Orson Christensen

Biographical details
- Born: c. 1937 or 1938 (age 87–88) Oak Harbor, Washington, U.S.

Playing career

Football
- 1957–1960: Pacific Lutheran
- Positions: Offensive lineman, defensive lineman

Coaching career (HC unless noted)

Football
- 1961–1963: Winlock HS (WA) (assistant)
- 1964–1968: Avenal HS (CA)
- 1969–1970: Thomas Jefferson HS (WA)
- 1971–1974: W. F. West HS (WA)
- 1975–1980: Olympic
- 1981: Puget Sound (OB)
- 1982–1986: Nebraska Wesleyan
- 1987–1996: Eastern Oregon
- 1997–1998: Western Washington (TE/OL)
- 1999: Dakota Wesleyan
- 2000: Western Washington (assistant)
- 2001–2004: Vashon HS (WA)
- 2005–2009: Aberdeen HS (WA)
- 2010: Rainier HS (WA)
- 2011–2012: Wapato HS (WA)
- 2013–2014: Coupeville HS (WA) (assistant)
- 2019: Oak Harbor HS (WA) (assistant)

Basketball
- 1961–1963: Winlock HS (WA) (assistant)
- 1964–1968: Avenal HS (CA)

Administrative career (AD unless noted)
- 1982–1986: Nebraska Wesleyan
- 1999–2000: Dakota Wesleyan

Head coaching record
- Overall: 53–98 (college football) 22–31 (junior college football)

Accomplishments and honors

Championships
- Football 1 NWAACC (1980) 2 NIAC (1983, 1986)

Awards
- Football 1 NWAACC Coach of the Year (1980)

= Orson Christensen =

American football coach (born 1937 or 1938)

Orson Christensen (born c. 1937 or 1938) is an American college football coach. He was the head football coach for Avenal High School from 1964 to 1968, Thomas Jefferson High School from 1969 to 1970, W. F. West High School from 1971 to 1974, Olympic Community College—now known as Olympic College—from 1975 to 1980, Nebraska Wesleyan University from 1982 to 1986, Eastern Oregon State College—now known as Eastern Oregon University—from 1987 to 1996, Dakota Wesleyan University in 1999, Vashon High School from 2001 to 2004, Aberdeen High School from 2005 to 2009, Rainier High School in 2010, and Wapato High School from 2011 to 2012.

_Point labeling dataset excerpts:_

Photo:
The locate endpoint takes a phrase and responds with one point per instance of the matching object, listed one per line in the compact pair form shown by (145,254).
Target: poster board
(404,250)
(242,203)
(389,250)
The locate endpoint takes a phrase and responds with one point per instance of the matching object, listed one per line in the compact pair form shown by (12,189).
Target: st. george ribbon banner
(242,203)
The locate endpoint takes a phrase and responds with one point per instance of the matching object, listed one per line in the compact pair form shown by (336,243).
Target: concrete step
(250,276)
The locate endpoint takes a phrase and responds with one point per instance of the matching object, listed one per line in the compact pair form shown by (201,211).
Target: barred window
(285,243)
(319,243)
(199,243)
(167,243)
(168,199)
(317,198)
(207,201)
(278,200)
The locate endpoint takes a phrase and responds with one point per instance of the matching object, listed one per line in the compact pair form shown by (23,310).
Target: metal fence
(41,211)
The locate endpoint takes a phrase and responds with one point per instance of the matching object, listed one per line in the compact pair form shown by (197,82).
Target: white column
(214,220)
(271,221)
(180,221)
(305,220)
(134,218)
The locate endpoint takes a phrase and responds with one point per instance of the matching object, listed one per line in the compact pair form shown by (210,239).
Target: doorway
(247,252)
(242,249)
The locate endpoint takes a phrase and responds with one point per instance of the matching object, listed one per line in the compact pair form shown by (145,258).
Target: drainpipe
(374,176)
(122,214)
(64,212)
* * *
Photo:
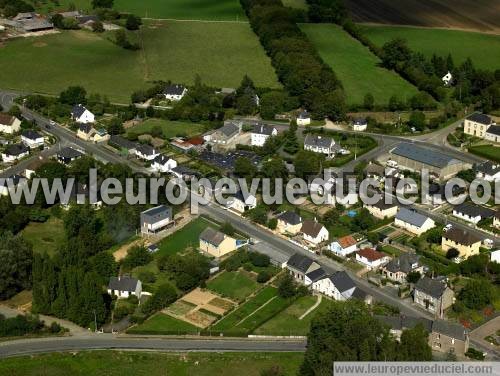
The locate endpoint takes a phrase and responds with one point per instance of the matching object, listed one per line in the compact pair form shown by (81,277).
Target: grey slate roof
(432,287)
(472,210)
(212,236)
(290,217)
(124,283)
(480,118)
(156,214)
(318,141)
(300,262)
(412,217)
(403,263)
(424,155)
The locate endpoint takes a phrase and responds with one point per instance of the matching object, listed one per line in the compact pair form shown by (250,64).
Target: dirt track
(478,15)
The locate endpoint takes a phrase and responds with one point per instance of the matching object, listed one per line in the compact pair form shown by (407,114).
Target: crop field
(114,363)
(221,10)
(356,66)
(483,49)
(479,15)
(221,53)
==
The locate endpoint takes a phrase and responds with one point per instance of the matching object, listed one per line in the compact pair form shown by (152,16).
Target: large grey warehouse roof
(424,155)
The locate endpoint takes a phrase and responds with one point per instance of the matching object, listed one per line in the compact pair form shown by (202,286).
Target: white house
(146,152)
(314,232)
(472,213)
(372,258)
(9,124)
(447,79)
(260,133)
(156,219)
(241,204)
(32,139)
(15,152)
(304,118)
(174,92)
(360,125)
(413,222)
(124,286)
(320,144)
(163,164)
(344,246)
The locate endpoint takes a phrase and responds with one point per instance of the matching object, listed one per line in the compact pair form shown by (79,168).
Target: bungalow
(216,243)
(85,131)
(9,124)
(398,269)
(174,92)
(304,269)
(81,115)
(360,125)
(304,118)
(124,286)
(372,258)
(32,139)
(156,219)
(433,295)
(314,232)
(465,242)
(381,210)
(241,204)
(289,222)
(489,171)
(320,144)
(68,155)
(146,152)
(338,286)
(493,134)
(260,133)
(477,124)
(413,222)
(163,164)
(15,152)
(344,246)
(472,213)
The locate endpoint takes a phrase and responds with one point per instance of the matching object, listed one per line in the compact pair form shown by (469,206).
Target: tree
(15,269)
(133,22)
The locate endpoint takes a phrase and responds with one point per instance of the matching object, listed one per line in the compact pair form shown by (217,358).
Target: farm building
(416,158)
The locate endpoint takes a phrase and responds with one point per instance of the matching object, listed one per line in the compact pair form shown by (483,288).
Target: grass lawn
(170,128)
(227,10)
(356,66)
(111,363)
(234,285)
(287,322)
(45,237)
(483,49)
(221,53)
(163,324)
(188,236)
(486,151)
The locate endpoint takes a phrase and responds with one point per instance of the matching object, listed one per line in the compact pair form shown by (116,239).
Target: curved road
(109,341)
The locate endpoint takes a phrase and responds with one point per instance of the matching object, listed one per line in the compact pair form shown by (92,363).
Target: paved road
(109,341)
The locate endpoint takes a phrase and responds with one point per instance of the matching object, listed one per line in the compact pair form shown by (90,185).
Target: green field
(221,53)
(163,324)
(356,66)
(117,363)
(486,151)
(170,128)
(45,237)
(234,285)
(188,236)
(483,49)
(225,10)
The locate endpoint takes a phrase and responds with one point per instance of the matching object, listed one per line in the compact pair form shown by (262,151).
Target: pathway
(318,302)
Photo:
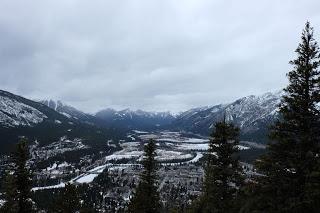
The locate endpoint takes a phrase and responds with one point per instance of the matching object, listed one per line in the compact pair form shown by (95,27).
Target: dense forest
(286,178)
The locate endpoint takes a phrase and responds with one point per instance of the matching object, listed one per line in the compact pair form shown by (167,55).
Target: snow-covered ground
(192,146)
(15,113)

_Task requirements:_
1 > Answer these questions about the Orson Christensen article:
(a) For which school did he play football, and in what years?
(b) What is his overall head coaching record in college football?
(c) What is Olympic Community College now known as?
2 > Reproduce the passage of the Orson Christensen article from "- 1999: Dakota" to "Coupeville HS (WA) (assistant)".
3 > Write the next part of the article on coach Orson Christensen, picking up after its final sentence.

_Answers to the tasks:_
1 >
(a) Pacific Lutheran, 1957–1960
(b) 53–98
(c) Olympic College

2 >
- 1999: Dakota Wesleyan
- 2000: Western Washington (assistant)
- 2001–2004: Vashon HS (WA)
- 2005–2009: Aberdeen HS (WA)
- 2010: Rainier HS (WA)
- 2011–2012: Wapato HS (WA)
- 2013–2014: Coupeville HS (WA) (assistant)

3 >
==Playing career==
Christensen was a four-sport athlete for Oak Harbor High School and graduated in 1957. He then enrolled at Pacific Lutheran where he played college football for the Lutes as an offensive and defensive lineman. He earned letters all four years he played.

==Coaching career==
In 1961, Christensen accepted his first coaching positions as an assistant football and basketball coach for Winlock High School. After four years of coaching and teaching social studies he moved to California and became the head football and head basketball coach for Avenal High School. In 1969, he began his two-year stint with Thomas Jefferson High School as he moved back to Washington as head coach. In 1971, he was hired away from Thomas Jefferson by W. F. West High School.

After fourteen seasons, ten of which as a head coach, in the high school ranks Christensen was hired as the head football coach for Olympic, a community college in Bremerton, Washington. He was head coach for six years and led the team to a 22–31 record. For half of his tenure, the school threatened the program with disbandment but ultimately was retained through the end of Christensen's time with the team. He had his best season in his last season as he led the team to an 8–2 record and a Northwest Athletic Association of Community Colleges (NWAACC) championship.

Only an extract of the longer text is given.